**Goal:**
For the passage on sorting through past traumas, mark each statement yes or no and quote the words from the passage that decide it. 1. The writer likens going through past traumas to going through forgotten boxes in the attic. 2. The younger self's journals and scraps of paper were stored in a wooden chest. 3. The writer says all of this brings a feeling of being settled.

**Document extract:**
----
Lately, I’ve been sorting through past traumas like forgotten boxes in the attic — complete with overwhelming reminiscence that can often be followed by sudden weeping, dust from the trauma floating in the darkened air around me. And, like the stirred air, I am unsettled.

Looking at the past me, watching her again face these experiences that she was not ready for, I want to explain things. I want her to know the things she didn’t understand. I want to redefine the very meaning of the words she clung to — phrases she passionately scribbled in journals and scraps of paper stored in an old metal suitcase. In the midst of these recent moments, as I try to help the younger version of myself finally rest into the past where she belongs, I realize I still need to redefine the words I use to shape my life now.







All of this makes me feel detached. Wandering. Searching again for some explanation for the beauty and ugliness around me. And inside of me.
----
**Data records:**

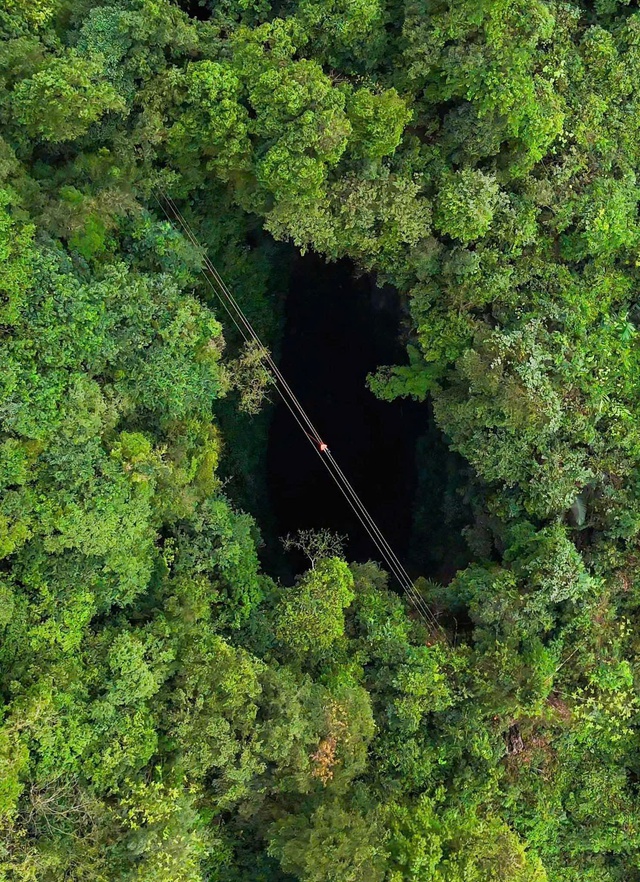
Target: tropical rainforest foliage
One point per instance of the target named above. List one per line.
----
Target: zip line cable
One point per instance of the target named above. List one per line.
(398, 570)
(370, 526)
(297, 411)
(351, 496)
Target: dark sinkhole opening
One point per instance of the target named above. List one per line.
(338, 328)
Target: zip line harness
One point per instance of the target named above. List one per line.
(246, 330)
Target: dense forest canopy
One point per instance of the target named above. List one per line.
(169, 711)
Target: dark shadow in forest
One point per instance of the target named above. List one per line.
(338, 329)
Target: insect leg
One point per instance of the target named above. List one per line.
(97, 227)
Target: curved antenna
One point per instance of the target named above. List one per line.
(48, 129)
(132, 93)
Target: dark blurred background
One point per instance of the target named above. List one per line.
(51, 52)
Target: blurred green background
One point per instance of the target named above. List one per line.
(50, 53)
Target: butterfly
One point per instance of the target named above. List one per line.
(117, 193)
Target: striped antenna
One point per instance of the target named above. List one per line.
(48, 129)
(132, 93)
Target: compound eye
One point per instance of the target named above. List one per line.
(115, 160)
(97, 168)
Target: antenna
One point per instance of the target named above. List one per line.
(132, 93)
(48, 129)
----
**Answer:**
1. Yes: "sorting through past traumas like forgotten boxes in the attic"
2. No: "stored in an old metal suitcase"
3. No: "All of this makes me feel detached."